> _EXERCISE DESCRIPTION_: Please copy everything from the line containing "Give the innermost point of each instance of the painted" down to the line containing "(1007, 524)", both lines included, and increase every coordinate in the answers by 18.

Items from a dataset
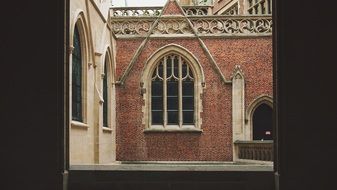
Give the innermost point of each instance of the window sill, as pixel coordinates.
(173, 128)
(80, 125)
(107, 129)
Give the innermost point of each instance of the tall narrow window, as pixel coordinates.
(262, 123)
(105, 93)
(77, 78)
(172, 92)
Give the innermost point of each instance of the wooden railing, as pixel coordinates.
(255, 150)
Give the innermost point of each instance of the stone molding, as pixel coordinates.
(203, 25)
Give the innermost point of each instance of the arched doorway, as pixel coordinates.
(262, 123)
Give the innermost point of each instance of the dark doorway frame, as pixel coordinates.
(166, 180)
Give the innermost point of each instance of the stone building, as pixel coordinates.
(171, 83)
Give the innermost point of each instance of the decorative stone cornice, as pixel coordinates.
(237, 73)
(203, 25)
(233, 25)
(155, 11)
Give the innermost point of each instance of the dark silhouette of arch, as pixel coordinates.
(262, 123)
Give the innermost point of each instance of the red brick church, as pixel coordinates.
(188, 83)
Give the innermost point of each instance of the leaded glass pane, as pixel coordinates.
(77, 78)
(105, 94)
(172, 98)
(172, 117)
(157, 117)
(188, 117)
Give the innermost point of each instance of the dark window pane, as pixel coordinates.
(157, 117)
(184, 70)
(262, 123)
(105, 94)
(172, 88)
(176, 67)
(160, 70)
(188, 88)
(168, 66)
(157, 88)
(172, 117)
(172, 103)
(188, 117)
(157, 103)
(188, 103)
(76, 78)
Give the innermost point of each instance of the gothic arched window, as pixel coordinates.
(172, 92)
(105, 93)
(262, 122)
(77, 114)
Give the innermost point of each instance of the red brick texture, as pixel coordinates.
(254, 55)
(172, 8)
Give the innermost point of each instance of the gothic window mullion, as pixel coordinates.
(77, 78)
(180, 93)
(165, 92)
(105, 95)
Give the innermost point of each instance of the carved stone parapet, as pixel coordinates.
(204, 25)
(136, 11)
(233, 25)
(232, 10)
(196, 10)
(131, 27)
(173, 26)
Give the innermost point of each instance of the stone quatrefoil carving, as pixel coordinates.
(204, 26)
(155, 11)
(239, 25)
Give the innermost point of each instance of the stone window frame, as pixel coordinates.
(262, 99)
(199, 85)
(109, 73)
(80, 23)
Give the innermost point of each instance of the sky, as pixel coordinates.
(138, 3)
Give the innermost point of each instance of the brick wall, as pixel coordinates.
(215, 142)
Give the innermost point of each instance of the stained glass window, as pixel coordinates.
(105, 93)
(172, 92)
(77, 78)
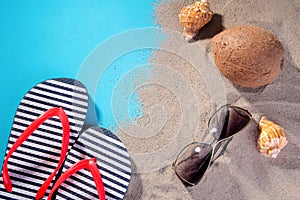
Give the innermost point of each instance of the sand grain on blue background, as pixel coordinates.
(48, 39)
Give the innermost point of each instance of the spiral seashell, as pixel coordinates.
(193, 17)
(271, 138)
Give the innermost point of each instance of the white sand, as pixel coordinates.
(180, 97)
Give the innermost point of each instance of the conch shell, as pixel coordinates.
(271, 138)
(193, 17)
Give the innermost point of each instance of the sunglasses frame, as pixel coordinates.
(212, 145)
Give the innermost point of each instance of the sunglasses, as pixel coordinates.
(194, 160)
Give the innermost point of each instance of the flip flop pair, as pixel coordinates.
(48, 158)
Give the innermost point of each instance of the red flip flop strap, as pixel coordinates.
(59, 112)
(89, 164)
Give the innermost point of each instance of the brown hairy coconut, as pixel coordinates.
(248, 56)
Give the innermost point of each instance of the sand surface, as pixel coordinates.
(183, 92)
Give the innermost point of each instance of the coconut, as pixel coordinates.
(248, 56)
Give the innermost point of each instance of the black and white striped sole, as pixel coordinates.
(112, 160)
(38, 156)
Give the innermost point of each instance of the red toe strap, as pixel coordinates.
(59, 112)
(89, 164)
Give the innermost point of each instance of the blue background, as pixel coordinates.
(47, 39)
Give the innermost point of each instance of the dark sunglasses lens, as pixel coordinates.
(228, 121)
(192, 163)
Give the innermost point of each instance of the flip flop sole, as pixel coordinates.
(112, 160)
(38, 156)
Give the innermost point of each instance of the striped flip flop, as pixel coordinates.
(50, 116)
(79, 179)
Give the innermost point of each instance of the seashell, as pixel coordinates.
(271, 138)
(193, 17)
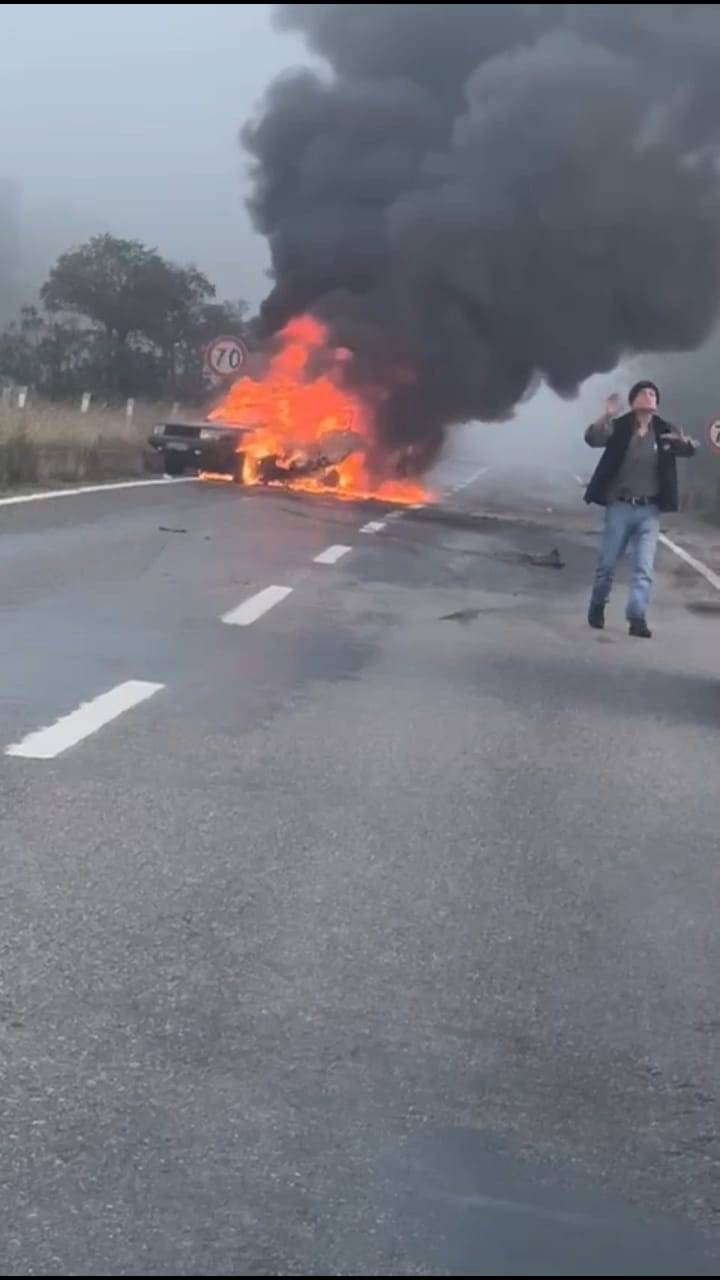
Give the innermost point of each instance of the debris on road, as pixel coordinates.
(461, 616)
(552, 561)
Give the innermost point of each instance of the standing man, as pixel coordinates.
(634, 480)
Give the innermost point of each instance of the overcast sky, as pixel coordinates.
(124, 118)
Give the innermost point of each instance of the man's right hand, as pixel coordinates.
(613, 406)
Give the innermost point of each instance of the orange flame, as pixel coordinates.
(309, 432)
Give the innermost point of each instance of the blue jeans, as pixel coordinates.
(627, 526)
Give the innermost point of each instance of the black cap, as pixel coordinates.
(646, 385)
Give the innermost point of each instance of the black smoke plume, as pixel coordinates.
(477, 196)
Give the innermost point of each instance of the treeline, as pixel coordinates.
(121, 320)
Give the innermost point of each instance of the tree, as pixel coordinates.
(132, 293)
(122, 320)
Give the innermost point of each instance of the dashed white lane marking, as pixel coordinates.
(45, 744)
(91, 488)
(256, 606)
(332, 554)
(689, 560)
(472, 479)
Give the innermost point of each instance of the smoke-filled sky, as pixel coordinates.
(478, 193)
(473, 193)
(124, 118)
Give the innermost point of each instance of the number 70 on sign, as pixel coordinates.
(224, 357)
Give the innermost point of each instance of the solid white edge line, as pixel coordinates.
(255, 606)
(332, 554)
(45, 744)
(91, 488)
(714, 579)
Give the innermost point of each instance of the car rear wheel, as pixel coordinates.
(174, 465)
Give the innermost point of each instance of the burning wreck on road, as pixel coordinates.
(297, 426)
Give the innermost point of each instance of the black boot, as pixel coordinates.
(639, 627)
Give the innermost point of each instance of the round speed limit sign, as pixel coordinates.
(714, 434)
(224, 357)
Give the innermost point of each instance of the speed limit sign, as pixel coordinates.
(224, 357)
(714, 434)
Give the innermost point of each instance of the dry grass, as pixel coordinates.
(44, 423)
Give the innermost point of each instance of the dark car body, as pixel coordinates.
(200, 446)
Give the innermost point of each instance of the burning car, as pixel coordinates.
(215, 447)
(297, 426)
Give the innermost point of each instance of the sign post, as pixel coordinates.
(224, 357)
(712, 434)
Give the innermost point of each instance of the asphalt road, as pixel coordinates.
(382, 937)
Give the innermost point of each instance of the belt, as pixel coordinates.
(639, 502)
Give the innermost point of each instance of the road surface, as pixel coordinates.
(372, 929)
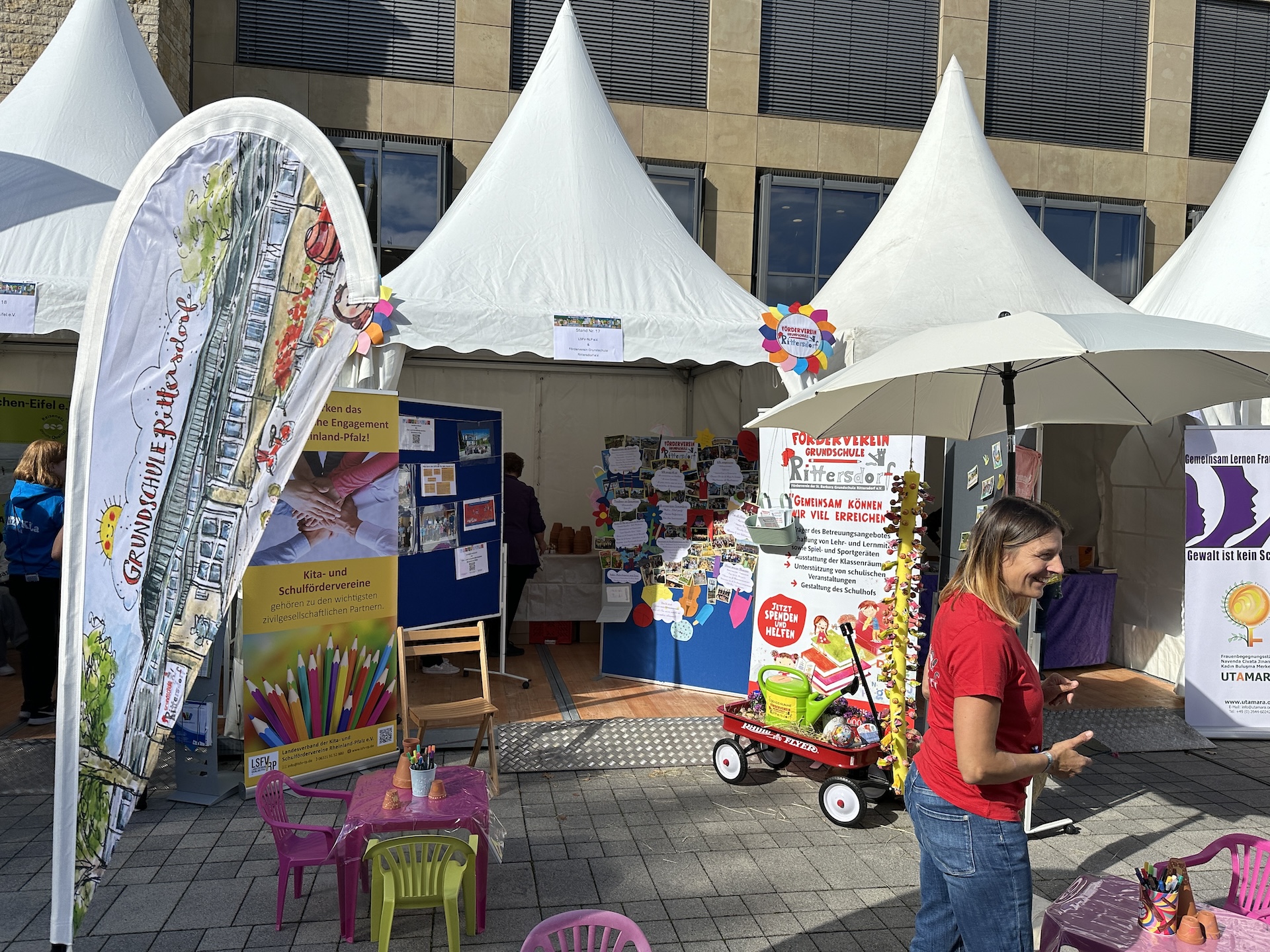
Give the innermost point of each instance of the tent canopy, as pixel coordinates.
(952, 244)
(71, 131)
(1221, 273)
(559, 219)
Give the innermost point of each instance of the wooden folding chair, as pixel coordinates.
(478, 710)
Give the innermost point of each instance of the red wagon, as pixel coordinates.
(842, 799)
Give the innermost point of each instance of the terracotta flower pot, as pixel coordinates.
(1191, 931)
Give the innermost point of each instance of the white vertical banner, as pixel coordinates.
(840, 493)
(230, 285)
(1228, 580)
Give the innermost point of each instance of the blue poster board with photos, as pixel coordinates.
(450, 508)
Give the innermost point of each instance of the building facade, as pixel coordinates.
(774, 128)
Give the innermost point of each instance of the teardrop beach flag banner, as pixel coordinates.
(234, 274)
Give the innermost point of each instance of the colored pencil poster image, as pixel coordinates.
(840, 489)
(319, 601)
(218, 321)
(1227, 654)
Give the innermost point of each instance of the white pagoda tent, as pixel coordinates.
(71, 131)
(559, 219)
(952, 244)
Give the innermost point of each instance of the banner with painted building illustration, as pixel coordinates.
(1228, 580)
(839, 489)
(319, 602)
(233, 278)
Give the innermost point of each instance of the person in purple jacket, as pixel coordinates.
(523, 535)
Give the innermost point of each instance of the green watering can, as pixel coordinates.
(789, 697)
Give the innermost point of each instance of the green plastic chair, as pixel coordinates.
(422, 873)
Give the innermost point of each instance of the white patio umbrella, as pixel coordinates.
(972, 380)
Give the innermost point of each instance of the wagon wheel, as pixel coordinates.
(775, 757)
(730, 762)
(842, 801)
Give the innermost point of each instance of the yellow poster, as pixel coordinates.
(319, 601)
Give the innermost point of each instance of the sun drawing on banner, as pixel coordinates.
(798, 338)
(106, 528)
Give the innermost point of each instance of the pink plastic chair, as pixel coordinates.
(583, 926)
(299, 844)
(1250, 873)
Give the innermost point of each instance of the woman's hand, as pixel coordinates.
(1058, 690)
(1067, 761)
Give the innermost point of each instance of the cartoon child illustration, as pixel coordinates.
(821, 626)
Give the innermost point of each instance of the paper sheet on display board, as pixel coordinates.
(1228, 582)
(841, 493)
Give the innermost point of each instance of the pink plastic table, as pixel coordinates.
(466, 807)
(1101, 916)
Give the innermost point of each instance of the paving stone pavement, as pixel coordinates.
(698, 865)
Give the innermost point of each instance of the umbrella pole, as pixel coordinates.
(1007, 399)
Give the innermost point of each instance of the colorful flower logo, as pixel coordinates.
(799, 338)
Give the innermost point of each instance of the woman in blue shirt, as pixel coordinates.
(33, 546)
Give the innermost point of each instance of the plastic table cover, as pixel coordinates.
(465, 808)
(1100, 914)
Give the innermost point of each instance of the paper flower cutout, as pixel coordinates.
(380, 325)
(798, 338)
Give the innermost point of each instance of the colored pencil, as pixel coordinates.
(298, 715)
(384, 702)
(345, 715)
(371, 701)
(341, 691)
(266, 733)
(364, 670)
(366, 688)
(273, 694)
(328, 683)
(304, 688)
(266, 707)
(314, 697)
(333, 701)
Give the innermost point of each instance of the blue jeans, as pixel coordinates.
(976, 877)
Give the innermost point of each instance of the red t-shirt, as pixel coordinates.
(974, 653)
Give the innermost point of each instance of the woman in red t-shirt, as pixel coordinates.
(982, 744)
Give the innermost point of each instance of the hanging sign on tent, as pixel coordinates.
(214, 329)
(599, 339)
(1228, 582)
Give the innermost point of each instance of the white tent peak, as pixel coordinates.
(559, 219)
(1221, 274)
(71, 132)
(952, 244)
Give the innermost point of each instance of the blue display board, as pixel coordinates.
(715, 656)
(429, 592)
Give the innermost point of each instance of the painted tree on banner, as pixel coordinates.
(219, 320)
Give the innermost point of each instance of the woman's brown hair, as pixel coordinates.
(38, 461)
(1007, 524)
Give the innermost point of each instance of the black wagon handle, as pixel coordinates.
(849, 634)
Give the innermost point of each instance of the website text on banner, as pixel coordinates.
(840, 491)
(1228, 582)
(218, 320)
(319, 601)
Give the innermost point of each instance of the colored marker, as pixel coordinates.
(371, 701)
(345, 715)
(314, 697)
(304, 688)
(298, 715)
(266, 733)
(384, 702)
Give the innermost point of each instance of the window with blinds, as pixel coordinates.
(1068, 71)
(398, 38)
(1232, 75)
(650, 51)
(867, 61)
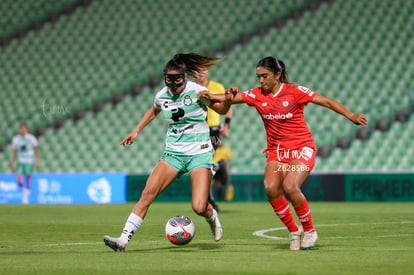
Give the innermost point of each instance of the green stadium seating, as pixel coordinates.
(357, 52)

> _TASK ANSWER_:
Give the innermost point of each instance of the painted tree on banner, as pixel coordinates.
(237, 338)
Give the innermost point of each instance of the woman's brown hair, as pixel coordinates.
(56, 479)
(1025, 542)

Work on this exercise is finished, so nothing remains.